REQUIRED ACTION 1. In the article on Sri Lanka's medicine shortage, rewrite the part that opens with the words containing "A government official" and closes with "certain cancer drugs.", putting "treatments" in place of "injections".
REQUIRED ACTION 2. For each statement below, answer yes or no according to the article on Sri Lanka's medicine shortage, and quote the exact words that decide it: (a) Sri Lanka imports more than 80% of its medical supplies. (b) The Apeksha cancer hospital has 500 beds. (c) One cause of the crisis was a ban on importing chemical fertilisers.

STUDY TEXT.
● ● ● ● ● ● ●
Sri Lankan medicine shortage a death sentence for some, doctors say
May 24, 2022 12:18 am
(Reuters) - A shortage of medicine caused by an economic crisis in Sri Lanka could soon cause deaths, doctors said, as hospitals are forced to postpone life-saving procedures for their patients because they do not have the necessary drugs.
Sri Lanka imports more than 80% of its medical supplies but with foreign currency reserves running out because of the crisis, essential medications are disappearing from shelves and the healthcare system is close to collapse.
At the 950-bed Apeksha cancer hospital on the outskirts of the commercial capital, Colombo, patients, their loved ones and doctors feel increasingly helpless in the face of the shortages which are forcing the suspension of tests and postponement of procedures including critical surgery.
“It is very bad for cancer patients,” said Dr Roshan Amaratunga.
“Sometimes, in the morning we plan for some surgeries (but) we may not be able to do on that particular day ... as (supplies) are not there.”
If the situation does not improve quickly, several patients would be facing a virtual death sentence, he said.
Sri Lanka is grappling with its most devastating economic crisis since independence in 1948, brought about by COVID-19 battering the tourism-reliant economy, rising oil prices, populist tax cuts and a ban on the import of chemical fertilisers, which devastated agriculture.
A government official working on procuring medical supplies, said about 180 items were running out, including injections for dialysis patients, medicine for patients who have undergone transplants and certain cancer drugs.
● ● ● ● ● ● ●
INFORMATION PROVIDED.
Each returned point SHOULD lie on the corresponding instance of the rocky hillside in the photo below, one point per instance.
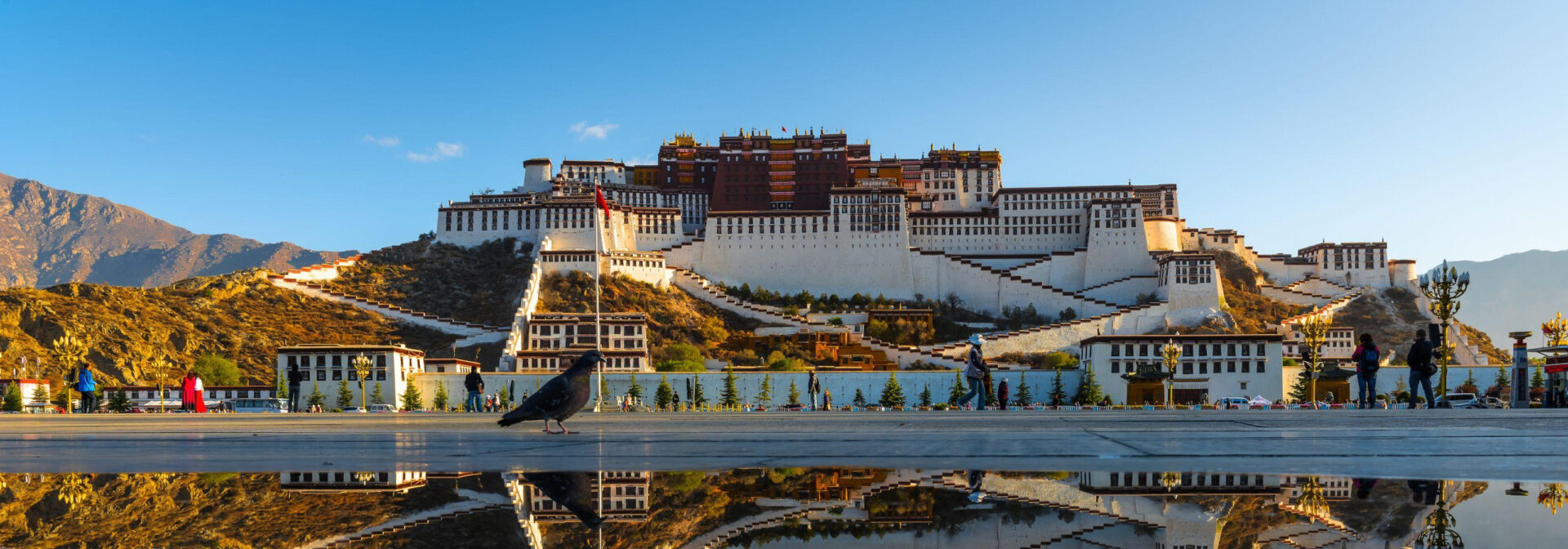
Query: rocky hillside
● ● ● ● ● ● ●
EXPECTED OUTPUT 1.
A government official working on procuring medical supplies, said about 180 items were running out, including treatments for dialysis patients, medicine for patients who have undergone transplants and certain cancer drugs.

EXPECTED OUTPUT 2.
(a) Yes: "Sri Lanka imports more than 80% of its medical supplies"
(b) No: "the 950-bed Apeksha cancer hospital"
(c) Yes: "a ban on the import of chemical fertilisers, which devastated agriculture"